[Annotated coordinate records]
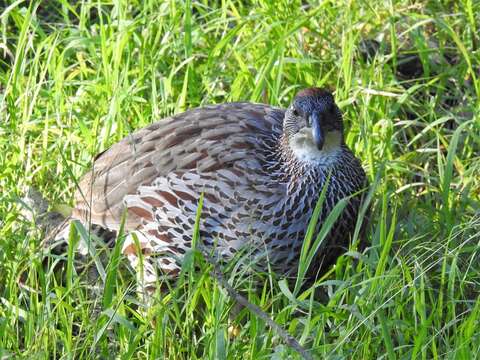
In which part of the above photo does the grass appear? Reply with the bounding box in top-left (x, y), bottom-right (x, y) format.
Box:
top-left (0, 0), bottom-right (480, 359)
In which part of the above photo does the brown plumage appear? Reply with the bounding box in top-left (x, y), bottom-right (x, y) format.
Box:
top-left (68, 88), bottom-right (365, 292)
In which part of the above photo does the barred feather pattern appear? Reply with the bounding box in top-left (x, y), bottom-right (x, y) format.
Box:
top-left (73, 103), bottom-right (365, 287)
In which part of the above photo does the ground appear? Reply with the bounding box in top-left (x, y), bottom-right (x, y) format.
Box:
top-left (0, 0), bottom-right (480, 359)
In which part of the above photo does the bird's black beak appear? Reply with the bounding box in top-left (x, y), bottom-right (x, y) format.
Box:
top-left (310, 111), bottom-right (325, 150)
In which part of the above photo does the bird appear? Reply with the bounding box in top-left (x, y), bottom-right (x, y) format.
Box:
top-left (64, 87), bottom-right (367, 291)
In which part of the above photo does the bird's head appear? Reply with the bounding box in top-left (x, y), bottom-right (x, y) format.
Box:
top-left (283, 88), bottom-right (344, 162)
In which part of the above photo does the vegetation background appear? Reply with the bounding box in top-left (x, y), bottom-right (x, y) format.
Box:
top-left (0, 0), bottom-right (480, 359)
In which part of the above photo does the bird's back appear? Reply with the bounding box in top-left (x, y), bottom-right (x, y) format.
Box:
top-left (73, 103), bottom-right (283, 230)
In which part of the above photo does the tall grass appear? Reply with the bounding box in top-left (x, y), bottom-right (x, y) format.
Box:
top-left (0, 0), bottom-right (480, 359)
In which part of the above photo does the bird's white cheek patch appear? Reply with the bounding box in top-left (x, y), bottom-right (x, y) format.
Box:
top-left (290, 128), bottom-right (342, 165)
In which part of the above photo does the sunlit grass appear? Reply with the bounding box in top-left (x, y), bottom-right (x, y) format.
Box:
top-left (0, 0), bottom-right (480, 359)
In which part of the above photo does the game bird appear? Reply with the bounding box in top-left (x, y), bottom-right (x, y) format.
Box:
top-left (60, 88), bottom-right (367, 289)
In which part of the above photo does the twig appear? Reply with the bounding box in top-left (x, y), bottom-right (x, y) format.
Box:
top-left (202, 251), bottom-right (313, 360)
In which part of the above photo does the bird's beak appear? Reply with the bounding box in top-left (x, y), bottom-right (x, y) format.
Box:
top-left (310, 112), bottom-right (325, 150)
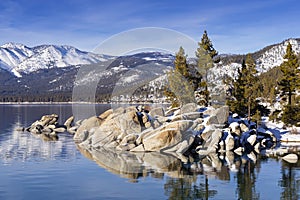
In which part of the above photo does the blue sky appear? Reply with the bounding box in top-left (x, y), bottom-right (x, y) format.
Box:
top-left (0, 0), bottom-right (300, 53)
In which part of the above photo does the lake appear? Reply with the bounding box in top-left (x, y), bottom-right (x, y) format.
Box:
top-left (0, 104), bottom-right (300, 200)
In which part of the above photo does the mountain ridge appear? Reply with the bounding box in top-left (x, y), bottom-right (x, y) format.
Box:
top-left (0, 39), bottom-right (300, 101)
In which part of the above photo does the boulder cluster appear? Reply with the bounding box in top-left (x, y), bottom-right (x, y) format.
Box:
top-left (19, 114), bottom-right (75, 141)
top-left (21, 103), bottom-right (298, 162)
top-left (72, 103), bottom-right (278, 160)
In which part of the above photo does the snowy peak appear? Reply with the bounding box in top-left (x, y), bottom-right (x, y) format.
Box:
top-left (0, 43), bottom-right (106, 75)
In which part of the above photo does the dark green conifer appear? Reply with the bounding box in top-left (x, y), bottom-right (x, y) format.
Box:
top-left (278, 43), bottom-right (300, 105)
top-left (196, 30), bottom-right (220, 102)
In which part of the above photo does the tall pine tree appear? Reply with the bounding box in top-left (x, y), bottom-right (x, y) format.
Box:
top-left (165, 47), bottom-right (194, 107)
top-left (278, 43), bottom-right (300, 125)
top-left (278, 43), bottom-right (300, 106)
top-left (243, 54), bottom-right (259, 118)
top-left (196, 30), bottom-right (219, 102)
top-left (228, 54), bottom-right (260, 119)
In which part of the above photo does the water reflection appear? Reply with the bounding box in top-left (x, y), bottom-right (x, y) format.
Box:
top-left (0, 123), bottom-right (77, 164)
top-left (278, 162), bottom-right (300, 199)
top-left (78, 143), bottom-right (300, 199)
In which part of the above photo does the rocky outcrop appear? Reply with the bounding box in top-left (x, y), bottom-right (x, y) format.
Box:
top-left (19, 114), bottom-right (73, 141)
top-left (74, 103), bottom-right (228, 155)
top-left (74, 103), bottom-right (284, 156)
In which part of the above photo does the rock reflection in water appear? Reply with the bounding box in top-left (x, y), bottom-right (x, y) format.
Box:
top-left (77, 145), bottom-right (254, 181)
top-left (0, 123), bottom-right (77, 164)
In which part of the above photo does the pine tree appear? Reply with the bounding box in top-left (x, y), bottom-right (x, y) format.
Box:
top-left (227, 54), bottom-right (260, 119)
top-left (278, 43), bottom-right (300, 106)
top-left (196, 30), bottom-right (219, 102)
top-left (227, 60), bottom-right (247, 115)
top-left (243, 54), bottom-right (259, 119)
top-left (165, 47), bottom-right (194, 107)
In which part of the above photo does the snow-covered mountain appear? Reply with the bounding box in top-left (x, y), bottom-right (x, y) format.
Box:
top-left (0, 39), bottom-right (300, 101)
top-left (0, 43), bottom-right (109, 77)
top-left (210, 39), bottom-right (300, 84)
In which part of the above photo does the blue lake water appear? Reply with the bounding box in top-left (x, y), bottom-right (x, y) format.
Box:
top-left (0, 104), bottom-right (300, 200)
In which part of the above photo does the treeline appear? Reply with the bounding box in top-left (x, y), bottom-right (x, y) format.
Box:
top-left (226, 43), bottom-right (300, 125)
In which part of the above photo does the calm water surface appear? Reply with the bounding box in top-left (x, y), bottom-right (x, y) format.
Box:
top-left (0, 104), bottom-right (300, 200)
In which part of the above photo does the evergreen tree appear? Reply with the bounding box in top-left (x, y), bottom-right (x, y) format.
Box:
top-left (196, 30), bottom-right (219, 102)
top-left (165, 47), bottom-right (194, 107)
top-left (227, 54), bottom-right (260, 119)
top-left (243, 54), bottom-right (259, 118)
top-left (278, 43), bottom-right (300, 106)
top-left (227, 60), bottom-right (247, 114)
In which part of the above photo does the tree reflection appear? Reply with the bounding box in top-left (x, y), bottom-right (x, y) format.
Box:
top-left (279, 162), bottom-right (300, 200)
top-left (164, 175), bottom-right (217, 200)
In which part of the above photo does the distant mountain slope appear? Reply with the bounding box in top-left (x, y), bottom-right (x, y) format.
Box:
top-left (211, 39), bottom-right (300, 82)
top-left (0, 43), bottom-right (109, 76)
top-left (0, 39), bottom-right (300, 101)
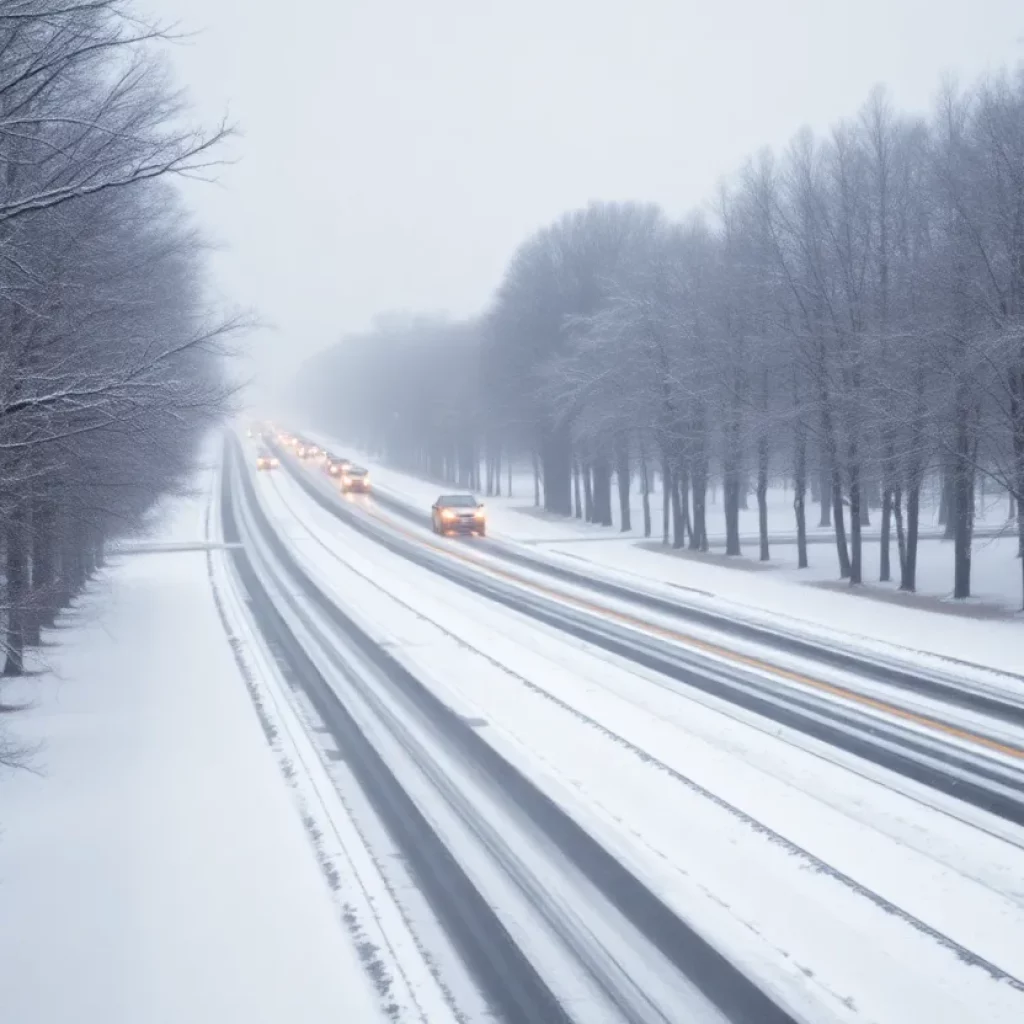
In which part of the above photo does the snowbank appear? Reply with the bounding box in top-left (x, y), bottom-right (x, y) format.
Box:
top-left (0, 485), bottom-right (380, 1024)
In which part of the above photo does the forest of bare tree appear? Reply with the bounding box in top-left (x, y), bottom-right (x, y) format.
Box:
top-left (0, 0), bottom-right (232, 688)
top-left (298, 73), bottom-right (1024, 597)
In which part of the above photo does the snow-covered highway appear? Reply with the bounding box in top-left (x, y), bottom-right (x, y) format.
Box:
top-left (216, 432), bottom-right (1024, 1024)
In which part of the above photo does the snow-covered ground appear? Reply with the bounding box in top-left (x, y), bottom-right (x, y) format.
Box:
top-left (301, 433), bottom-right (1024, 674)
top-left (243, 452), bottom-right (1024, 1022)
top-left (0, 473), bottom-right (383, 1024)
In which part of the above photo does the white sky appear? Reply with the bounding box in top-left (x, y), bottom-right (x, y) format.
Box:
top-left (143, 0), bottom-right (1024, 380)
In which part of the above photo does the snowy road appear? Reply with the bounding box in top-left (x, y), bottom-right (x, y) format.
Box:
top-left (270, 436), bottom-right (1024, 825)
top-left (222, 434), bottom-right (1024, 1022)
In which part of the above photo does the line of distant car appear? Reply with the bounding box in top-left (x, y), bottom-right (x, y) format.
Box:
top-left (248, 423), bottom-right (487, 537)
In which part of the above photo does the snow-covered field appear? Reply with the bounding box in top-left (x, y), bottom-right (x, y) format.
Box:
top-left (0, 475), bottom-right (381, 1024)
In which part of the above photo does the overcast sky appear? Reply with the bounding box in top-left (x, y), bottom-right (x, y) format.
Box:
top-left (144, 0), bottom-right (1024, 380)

• **Written instruction**
Tally how many lines above contain the string "beak", treating uppercase and lowercase as different. Reply with the number alone.

• **Output of the task**
2